PROBLEM DESCRIPTION
Print all of the data exactly.

::::::

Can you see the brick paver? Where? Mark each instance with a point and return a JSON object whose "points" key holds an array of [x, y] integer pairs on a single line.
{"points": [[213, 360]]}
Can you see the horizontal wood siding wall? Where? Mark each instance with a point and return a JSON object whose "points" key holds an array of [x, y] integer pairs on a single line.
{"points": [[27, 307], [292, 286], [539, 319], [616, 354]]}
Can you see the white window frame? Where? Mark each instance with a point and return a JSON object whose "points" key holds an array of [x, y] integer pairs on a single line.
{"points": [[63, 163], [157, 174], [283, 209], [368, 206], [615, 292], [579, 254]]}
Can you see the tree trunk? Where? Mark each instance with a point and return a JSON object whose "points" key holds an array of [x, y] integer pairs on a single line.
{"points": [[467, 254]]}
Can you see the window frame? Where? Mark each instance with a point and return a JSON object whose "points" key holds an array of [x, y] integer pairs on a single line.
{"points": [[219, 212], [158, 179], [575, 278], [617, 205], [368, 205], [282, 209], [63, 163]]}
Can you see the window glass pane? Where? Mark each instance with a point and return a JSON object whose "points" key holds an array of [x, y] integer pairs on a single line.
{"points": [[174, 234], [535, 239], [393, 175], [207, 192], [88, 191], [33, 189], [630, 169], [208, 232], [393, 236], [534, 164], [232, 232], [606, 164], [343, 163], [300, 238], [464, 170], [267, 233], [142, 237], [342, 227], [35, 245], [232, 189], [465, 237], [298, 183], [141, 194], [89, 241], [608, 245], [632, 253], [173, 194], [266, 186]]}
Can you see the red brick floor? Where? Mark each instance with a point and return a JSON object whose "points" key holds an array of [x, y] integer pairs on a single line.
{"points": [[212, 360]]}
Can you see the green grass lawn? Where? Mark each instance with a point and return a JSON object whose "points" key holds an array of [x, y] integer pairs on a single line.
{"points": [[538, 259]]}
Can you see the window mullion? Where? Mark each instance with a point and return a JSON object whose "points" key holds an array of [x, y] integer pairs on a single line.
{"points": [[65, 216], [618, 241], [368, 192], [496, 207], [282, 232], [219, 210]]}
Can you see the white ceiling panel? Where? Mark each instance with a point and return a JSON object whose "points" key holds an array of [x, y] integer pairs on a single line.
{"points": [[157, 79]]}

::::::

SOLUTION TO THIS EXERCISE
Can you see the brick paver? Where? Mark each instance with a point and return a JSON object whose "points" key holds an array of [x, y] integer pairs on a single line.
{"points": [[213, 360]]}
Can you see the horizontal wood siding wall? Where? Mark each instance with a point and return a JSON object whose "points" key holds an array of [x, y] integer pairs on a single line.
{"points": [[27, 307], [292, 286], [539, 319], [616, 354]]}
Can you see the white window frame? Where? Mark each instance with a point and return a JSON object whose "points" key holds an array of [x, y] integer pairs on a single line.
{"points": [[63, 163], [157, 174], [283, 209], [368, 206], [615, 292], [579, 254]]}
Can you see the tree trunk? Where? Mark each instance with a point and return a JSON object whose "points" key holds an array of [x, y] integer pairs on a single line.
{"points": [[467, 254]]}
Can you see the window frame? Where? Mark each instance with a point and return a JSON object whose "points" key holds an array of [x, y] integer pairs on a single line.
{"points": [[219, 212], [158, 179], [575, 278], [617, 205], [368, 205], [282, 209], [63, 163]]}
Can you see the window glass pane? Where? Mark each instance with a point and return a JSON object whose "points" key holds an array of [x, y] integer pairs on a single line.
{"points": [[174, 234], [535, 239], [393, 175], [207, 192], [88, 191], [33, 189], [630, 169], [208, 232], [393, 236], [534, 164], [232, 232], [606, 164], [343, 163], [300, 238], [464, 170], [267, 233], [142, 237], [342, 227], [35, 245], [232, 189], [465, 237], [298, 183], [141, 194], [89, 241], [608, 245], [632, 253], [173, 194], [266, 186]]}
Can you see the red brick floor? Where? Mark each instance with a point and return a JSON object whose "points" key holds an array of [x, y] integer pairs on a single line.
{"points": [[212, 360]]}
Can you see the green grass lawn? Where? Mark each instance with a point and return a JSON object whose "points" key holds an array of [x, y] integer pairs on a single line.
{"points": [[538, 259]]}
Can you see the window mullion? Where? Mark each instance with a point and return a JSON object whose "points" key holds an array of [x, y] integer pairs on a single line.
{"points": [[65, 216], [618, 241], [368, 192], [496, 207], [282, 232], [219, 210]]}
Can you see the white ceiling panel? Where? Mark each instance with a point and return a JSON object whose "points" key holds an array of [x, y] integer pairs on a single line.
{"points": [[157, 79]]}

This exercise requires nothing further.